Turn these lines into a numbered list, leaving out any blank lines.

_SOURCE DATA_
▽

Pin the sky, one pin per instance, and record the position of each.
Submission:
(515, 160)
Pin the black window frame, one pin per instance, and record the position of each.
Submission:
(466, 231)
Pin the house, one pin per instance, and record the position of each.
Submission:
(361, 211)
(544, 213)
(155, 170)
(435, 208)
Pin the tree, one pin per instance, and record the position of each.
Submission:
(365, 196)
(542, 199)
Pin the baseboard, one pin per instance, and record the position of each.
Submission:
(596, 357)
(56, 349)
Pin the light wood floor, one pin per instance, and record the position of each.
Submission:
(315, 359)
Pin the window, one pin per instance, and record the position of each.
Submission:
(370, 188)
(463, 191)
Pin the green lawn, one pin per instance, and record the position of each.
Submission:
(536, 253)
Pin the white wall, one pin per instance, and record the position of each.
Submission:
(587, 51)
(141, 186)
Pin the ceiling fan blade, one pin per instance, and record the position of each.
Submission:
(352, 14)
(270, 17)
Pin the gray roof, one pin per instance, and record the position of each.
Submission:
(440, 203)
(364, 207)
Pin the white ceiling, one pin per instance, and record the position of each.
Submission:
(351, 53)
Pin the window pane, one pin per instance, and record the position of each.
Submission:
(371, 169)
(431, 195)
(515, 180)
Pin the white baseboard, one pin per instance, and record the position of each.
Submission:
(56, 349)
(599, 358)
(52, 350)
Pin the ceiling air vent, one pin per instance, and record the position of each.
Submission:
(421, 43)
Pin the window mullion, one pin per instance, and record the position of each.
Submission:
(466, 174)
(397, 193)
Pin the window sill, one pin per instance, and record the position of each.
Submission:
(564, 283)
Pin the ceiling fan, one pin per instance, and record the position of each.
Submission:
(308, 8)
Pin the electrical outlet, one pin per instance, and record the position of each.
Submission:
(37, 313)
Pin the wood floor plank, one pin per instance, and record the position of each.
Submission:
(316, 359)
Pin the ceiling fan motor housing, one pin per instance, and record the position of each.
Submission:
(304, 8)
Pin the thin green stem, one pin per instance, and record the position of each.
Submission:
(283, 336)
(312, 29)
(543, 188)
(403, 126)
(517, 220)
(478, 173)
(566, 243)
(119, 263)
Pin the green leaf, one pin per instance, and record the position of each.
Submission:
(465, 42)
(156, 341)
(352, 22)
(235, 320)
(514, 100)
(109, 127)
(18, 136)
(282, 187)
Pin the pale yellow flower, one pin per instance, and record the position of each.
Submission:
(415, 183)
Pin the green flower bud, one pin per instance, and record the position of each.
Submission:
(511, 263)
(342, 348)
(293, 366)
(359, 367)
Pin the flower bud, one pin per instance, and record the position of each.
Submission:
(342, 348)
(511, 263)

△

_SOLUTION TO THIS EXERCISE_
1. Pin the sky, one pin per instance, and record the position of each.
2. Submission:
3. (515, 160)
4. Pin the black window frame, one pin per instance, and record the position of each.
5. Submission:
6. (466, 231)
7. Pin the house, one pin per instance, and record the position of each.
8. Submission:
9. (361, 211)
10. (544, 213)
11. (155, 170)
12. (435, 208)
13. Pin the tree, one pin per instance, and record the position of each.
14. Submission:
15. (365, 196)
16. (542, 199)
17. Pin the baseboard, one pin per instance, and record the position of each.
18. Submission:
19. (596, 357)
20. (56, 349)
21. Pin the light wood floor, one pin per instance, and record the position of each.
22. Submission:
23. (315, 359)
24. Pin the window, one pin per instance, and record the position of each.
25. Submission:
26. (370, 188)
27. (463, 191)
28. Pin the green lawn, one pin per instance, and record the position of each.
29. Submission:
30. (536, 253)
31. Pin the white wall, one pin per instance, and record the position of each.
32. Submission:
33. (587, 51)
34. (141, 186)
35. Pin the ceiling fan blade, one pin per instance, and record the position of each.
36. Submission:
37. (352, 14)
38. (270, 17)
39. Pin the gray roof, one pin per instance, and record the position of each.
40. Submission:
41. (440, 203)
42. (364, 207)
43. Pin the white ceiling, one pin per instance, and record the position of each.
44. Submission:
45. (351, 53)
46. Pin the window pane, one pin per instance, and record the position of each.
47. Submission:
48. (371, 169)
49. (431, 195)
50. (515, 180)
51. Pin the white baseboard, one pin per instance, and record the position of each.
52. Submission:
53. (56, 349)
54. (599, 358)
55. (52, 350)
56. Pin the ceiling air vent, one pin per instance, and record the position of each.
57. Submission:
58. (421, 43)
59. Pin the window mullion, one pin per instance, and record the position of each.
60. Submission:
61. (466, 174)
62. (397, 193)
63. Pin the window sill, one pin per instance, and record the position of each.
64. Submission:
65. (564, 283)
66. Pin the ceiling fan, one pin per instance, and record the position of each.
67. Submission:
68. (308, 8)
69. Pin the electrical outlet, one pin per instance, and record the position of each.
70. Submission:
71. (37, 313)
72. Pin the wood floor plank, one pin per instance, and record the position of each.
73. Submission:
74. (316, 359)
75. Pin the ceiling fan motor housing, one pin per instance, and record the position of each.
76. Submission:
77. (304, 8)
78. Pin the thin green stem, one pin per instance, and record the position of each.
79. Submission:
80. (283, 336)
81. (312, 29)
82. (543, 188)
83. (403, 126)
84. (517, 220)
85. (478, 173)
86. (566, 243)
87. (119, 263)
88. Pin the green leaf, one pin per instance, and record the position of each.
89. Submission:
90. (465, 42)
91. (156, 341)
92. (352, 22)
93. (235, 320)
94. (514, 100)
95. (109, 127)
96. (18, 136)
97. (282, 187)
98. Pin the pale yellow flower, one pin per instance, and record the position of each.
99. Submission:
100. (415, 183)
101. Pin the green flower bud, one pin per instance, and record the position of each.
102. Submission:
103. (511, 263)
104. (342, 348)
105. (293, 366)
106. (359, 367)
107. Pin the flower bud, one pin per instance, and record the position of each.
108. Submission:
109. (342, 348)
110. (511, 263)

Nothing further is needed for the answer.